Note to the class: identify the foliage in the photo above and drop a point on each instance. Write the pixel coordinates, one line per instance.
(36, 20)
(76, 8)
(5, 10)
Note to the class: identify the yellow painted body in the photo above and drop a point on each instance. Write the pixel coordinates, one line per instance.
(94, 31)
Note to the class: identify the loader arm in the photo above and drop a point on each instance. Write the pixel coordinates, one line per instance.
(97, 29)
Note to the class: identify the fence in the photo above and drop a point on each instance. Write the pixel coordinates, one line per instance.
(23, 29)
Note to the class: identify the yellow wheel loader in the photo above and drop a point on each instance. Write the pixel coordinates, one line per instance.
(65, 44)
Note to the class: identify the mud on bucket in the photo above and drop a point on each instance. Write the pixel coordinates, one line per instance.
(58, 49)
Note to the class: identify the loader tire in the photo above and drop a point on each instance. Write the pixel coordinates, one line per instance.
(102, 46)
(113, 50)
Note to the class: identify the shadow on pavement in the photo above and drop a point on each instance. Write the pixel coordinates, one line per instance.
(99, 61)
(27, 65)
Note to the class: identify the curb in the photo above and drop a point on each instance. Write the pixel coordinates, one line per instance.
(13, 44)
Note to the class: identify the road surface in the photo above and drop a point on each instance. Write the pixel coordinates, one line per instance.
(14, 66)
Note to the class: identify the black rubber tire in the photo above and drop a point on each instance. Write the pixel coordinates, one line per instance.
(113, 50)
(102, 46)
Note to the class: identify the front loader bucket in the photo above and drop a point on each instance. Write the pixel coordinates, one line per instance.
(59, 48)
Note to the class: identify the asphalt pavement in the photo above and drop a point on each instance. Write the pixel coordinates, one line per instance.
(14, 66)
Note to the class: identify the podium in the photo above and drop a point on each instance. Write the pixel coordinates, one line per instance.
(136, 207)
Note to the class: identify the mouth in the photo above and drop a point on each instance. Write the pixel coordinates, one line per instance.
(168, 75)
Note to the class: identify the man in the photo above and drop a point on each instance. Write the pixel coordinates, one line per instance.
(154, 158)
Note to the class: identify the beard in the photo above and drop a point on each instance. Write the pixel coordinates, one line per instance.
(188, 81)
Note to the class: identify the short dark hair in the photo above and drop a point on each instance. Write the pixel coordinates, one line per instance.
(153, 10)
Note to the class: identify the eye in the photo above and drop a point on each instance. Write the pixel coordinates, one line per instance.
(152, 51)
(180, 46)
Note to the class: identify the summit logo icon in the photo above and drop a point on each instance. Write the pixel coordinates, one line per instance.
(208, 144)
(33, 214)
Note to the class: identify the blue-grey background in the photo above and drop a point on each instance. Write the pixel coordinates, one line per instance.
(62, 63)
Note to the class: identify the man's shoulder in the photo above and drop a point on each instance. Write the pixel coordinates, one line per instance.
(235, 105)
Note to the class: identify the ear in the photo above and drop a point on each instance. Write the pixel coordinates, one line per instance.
+++++
# [EXERCISE GOAL]
Transcribe the full set of records precisely.

# [SOLVED EXERCISE]
Note to the class: identify the foliage in the photo above and drop a point on each instance. Write the pixel coordinates, one line per instance.
(36, 20)
(76, 8)
(5, 10)
Note to the class: identify the yellow painted body in the photo above and drop a point on each instance. Write the pixel coordinates, one line per instance.
(94, 31)
Note to the class: identify the loader arm in the photo above and drop a point on each instance. Write the pixel coordinates, one line per instance.
(97, 29)
Note to the class: identify the fence in the photo above and drop a point on each instance. Write the pixel coordinates, one line per instance.
(23, 29)
Note to the class: identify the yellow wheel loader in the photo above and drop a point on each instance. Write the pixel coordinates, one line per instance.
(65, 44)
Note to the class: identify the mud on bucket in the photo above and drop a point on each instance. Write the pixel coordinates, one line per instance.
(58, 49)
Note to the class: identify the loader tire in the photo above and drop a point on each instance. Write the pixel coordinates, one line per instance.
(102, 46)
(113, 50)
Note to the class: identify the shadow on pavement in the photo above and drop a point on each instance. Write the pixel coordinates, one line per instance.
(99, 61)
(27, 65)
Note to the class: identify the curb in the photo above and drop a point on each instance. Write the pixel coordinates, one line per instance.
(13, 44)
Note to the class: identify the road surface in the photo above and drop a point on each instance. Write the pixel coordinates, one line per instance.
(14, 66)
Note to the class: identify the black rubber tire in the photo above and drop a point on each instance. Write the pixel coordinates, one line per instance.
(113, 50)
(102, 46)
Note to the class: identify the front loader bucket in the photo above and drop a point on each instance. Write the pixel coordinates, one line per instance.
(59, 48)
Note to the class: identify the asphalt pavement in the photo above and drop a point on each instance. Write the pixel coordinates, one line per instance.
(14, 66)
Note to the class: identify the podium in the photo above and drop a point on each instance. Write the pixel coordinates, one line per instance.
(136, 207)
Note to the class: identify the mouth in the photo above and drop a point on each instance. Write the pixel coordinates, one line per instance.
(168, 75)
Note to the class: identify the man in the photo above and drop a point on each instance. Write the pixel coordinates, one line per instance.
(154, 158)
Note to the class: identify the beard in the photo above and drop a point on each instance. Write the pixel coordinates, one line per instance.
(188, 81)
Note to the class: identify the short dark hair in the photo above and drop a point on each instance. Write the pixel coordinates, one line per instance.
(153, 10)
Note to the class: identify the eye in the photo above and drop a point on each instance. Write the pixel coordinates, one line per instance.
(152, 51)
(180, 46)
Note to the class: identify the summit logo icon in the photo above and drop a point on each instance. Write the pixel coordinates, one line per instance.
(208, 144)
(33, 214)
Note to the class: identify the blue-grey background in the photo above and drop a point on each instance. Write the pixel coordinates, one line per instance.
(62, 63)
Note to the class: identify the man's shoulder in the photo above and drop a point on each instance. Write the pixel coordinates, one line per instance.
(235, 105)
Note to the class: identify the ear in the photo above and drop a point on each instance. Write the pixel coordinates, one line per instance.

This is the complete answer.